▶ _Task requirements_:
(a) Can you repeat the passage on police housing word for word, starting at "Representational Image. Courtesy: Sthitaprajna, Flickr" and ending at "emboldened the need."?
(b) Does the passage on police housing agree with each of these statements: (i) Shaikh tested negative on June 11; (ii) Naval Bajaj said 28,000 cops in Mumbai don't have government accommodation; (iii) the National Police Commission was constituted by a state government in 1977? Answer yes or no for each, quoting the deciding words.

▶ _Exercise text_:

When the result arrived with a conciliatory apology, Shaikh was admitted to Seven Hills hospital, from where, she says, she continued to coordinate the bandobast on WhatsApp.

On June 11, she finally tested negative in two simultaneous tests and was allowed to go home. 

Shaikh is an athlete, who has represented India in volleyball and athletics but despite her physical fitness and a sportsperson’s tenacity, she says, she never felt as weak or battered as she did when COVID-19 pushed her to a wall. “My family was exposed to risk and I was terrified.” Shaikh’s family was also eventually tested negative.

Representational Image. Courtesy: Sthitaprajna, Flickr

Seeking better conditions

For years now, better housing for the police has been demanded. But several hours of police duty on the frontline and a fear of transmitting the virus to family members has emboldened the need.

A senior police inspector can still afford a decent rental apartment in the city, but constables’ low salaries constitutes a paltry Housing Rent Allowance (HRA) that forces them to look for accommodation on the fringes or outside the city.

Earlier this month, a non-profit organisation, Praja Foundation, organised a seminar where Naval Bajaj, Joint Commissioner of Police (Administration) was unequivocal in his demand for better housing for the personnel. 28,000 cops don’t have government accommodation in Mumbai, he said. The police force could be a “sick force that needs to be looked after,” he added. Give them houses near their place of work, Bajaj cautioned, or “we might keep losing men due to other diseases as well.”

It’s not a new demand. In 1977, the central government constituted a National Police Commission and its report highlighted many challenges, including the problem of housing, in the lives of the constabulary: “Securing private accommodation has become increasingly difficult over the years. Payment of house rent allowance operates under very restrictive rules and procedures which do not take a realistic account of the existing high rentals,” the report read. 43 years later, the situation has only gotten worse.

Stored items
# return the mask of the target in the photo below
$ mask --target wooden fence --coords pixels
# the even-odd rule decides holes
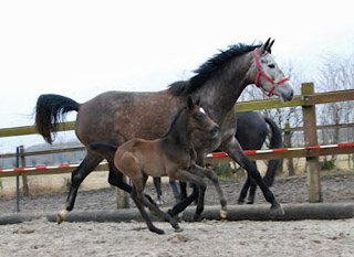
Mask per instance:
[[[316,137],[316,118],[315,118],[315,105],[317,104],[329,104],[336,101],[347,101],[354,100],[354,89],[348,90],[337,90],[327,93],[314,93],[314,85],[312,83],[302,84],[302,94],[295,96],[293,100],[282,103],[279,99],[266,99],[266,100],[252,100],[237,103],[235,106],[236,111],[249,111],[249,110],[260,110],[260,109],[272,109],[272,108],[283,108],[283,107],[302,107],[303,114],[303,131],[304,131],[304,144],[305,147],[317,146]],[[342,127],[345,125],[342,125]],[[65,122],[60,125],[60,131],[73,130],[74,122]],[[291,129],[291,128],[290,128]],[[298,128],[299,130],[300,128]],[[34,135],[37,130],[33,126],[28,127],[17,127],[0,129],[1,137],[13,137],[23,135]],[[71,149],[60,149],[50,151],[35,151],[35,152],[23,152],[21,156],[35,156],[35,154],[48,154],[54,152],[64,151],[77,151],[84,148],[71,148]],[[347,146],[344,148],[306,148],[296,149],[292,151],[275,151],[275,152],[264,152],[264,153],[252,153],[248,157],[252,160],[263,160],[263,159],[289,159],[289,158],[306,158],[306,172],[309,174],[309,201],[310,202],[321,202],[321,182],[320,182],[320,167],[319,167],[319,156],[329,154],[348,154],[354,153],[354,146]],[[14,157],[15,154],[0,154],[0,158]],[[225,162],[230,161],[228,157],[212,157],[207,160],[208,162]],[[98,168],[98,170],[106,168]],[[13,176],[13,175],[37,175],[37,174],[54,174],[71,172],[72,168],[61,168],[53,170],[34,170],[34,171],[12,171],[12,172],[0,172],[1,176]]]

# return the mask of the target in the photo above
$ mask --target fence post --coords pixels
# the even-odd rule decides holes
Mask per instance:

▶ _Numbered answers_:
(a)
Representational Image. Courtesy: Sthitaprajna, Flickr

Seeking better conditions

For years now, better housing for the police has been demanded. But several hours of police duty on the frontline and a fear of transmitting the virus to family members has emboldened the need.

(b)
(i) Yes: "On June 11, she finally tested negative in two simultaneous tests"
(ii) Yes: "28,000 cops don’t have government accommodation in Mumbai, he said."
(iii) No: "In 1977, the central government constituted a National Police Commission"